Instructions for the task:
Check each line of the records for "foliage"; collect those that have it.

*** Block opens ***

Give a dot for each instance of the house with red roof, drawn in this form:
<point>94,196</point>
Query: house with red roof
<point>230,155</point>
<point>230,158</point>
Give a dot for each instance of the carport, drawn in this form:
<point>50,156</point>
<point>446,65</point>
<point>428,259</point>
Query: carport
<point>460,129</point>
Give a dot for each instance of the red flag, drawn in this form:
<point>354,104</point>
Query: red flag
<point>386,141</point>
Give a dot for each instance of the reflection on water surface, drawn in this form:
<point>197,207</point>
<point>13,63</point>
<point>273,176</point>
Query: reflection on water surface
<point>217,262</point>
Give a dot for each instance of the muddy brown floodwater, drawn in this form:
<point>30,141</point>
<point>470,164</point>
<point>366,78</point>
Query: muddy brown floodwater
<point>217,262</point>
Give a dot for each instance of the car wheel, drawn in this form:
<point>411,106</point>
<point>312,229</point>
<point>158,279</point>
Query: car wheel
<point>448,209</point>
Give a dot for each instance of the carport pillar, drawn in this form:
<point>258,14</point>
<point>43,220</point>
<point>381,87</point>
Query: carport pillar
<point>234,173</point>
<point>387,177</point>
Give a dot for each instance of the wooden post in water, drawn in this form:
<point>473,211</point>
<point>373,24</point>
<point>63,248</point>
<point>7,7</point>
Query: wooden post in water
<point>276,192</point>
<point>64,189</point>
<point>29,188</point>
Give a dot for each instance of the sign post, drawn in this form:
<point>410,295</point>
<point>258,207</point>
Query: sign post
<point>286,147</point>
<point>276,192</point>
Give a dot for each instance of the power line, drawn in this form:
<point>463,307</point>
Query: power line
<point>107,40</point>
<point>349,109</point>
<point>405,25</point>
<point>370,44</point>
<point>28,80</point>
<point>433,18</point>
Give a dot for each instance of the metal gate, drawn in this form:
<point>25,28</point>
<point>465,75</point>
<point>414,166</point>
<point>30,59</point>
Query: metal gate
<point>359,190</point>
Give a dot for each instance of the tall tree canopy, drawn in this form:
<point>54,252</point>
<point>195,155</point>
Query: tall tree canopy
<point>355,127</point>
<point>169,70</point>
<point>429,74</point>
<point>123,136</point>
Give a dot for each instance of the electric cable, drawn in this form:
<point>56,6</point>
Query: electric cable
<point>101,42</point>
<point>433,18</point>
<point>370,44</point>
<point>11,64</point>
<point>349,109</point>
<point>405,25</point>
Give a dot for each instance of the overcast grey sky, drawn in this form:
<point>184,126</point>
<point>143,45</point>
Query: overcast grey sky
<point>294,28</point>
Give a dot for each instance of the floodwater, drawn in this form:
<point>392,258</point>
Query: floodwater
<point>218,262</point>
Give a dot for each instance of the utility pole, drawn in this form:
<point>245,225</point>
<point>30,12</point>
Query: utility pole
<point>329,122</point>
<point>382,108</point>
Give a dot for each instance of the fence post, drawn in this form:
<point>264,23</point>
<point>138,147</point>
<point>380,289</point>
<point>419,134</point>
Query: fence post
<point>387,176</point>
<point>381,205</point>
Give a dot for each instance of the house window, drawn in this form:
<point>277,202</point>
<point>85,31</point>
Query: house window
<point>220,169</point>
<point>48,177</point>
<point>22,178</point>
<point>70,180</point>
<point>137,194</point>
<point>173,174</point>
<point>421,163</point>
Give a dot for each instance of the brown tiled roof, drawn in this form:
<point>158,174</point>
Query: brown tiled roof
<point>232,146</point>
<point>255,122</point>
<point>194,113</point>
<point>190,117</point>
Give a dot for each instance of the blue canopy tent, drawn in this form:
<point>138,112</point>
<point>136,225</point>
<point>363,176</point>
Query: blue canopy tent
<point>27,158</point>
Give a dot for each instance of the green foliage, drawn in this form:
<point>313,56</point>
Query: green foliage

*** Block closes ***

Response area:
Give a dot for each instance of the green foliage, drawn in this form:
Query: green foliage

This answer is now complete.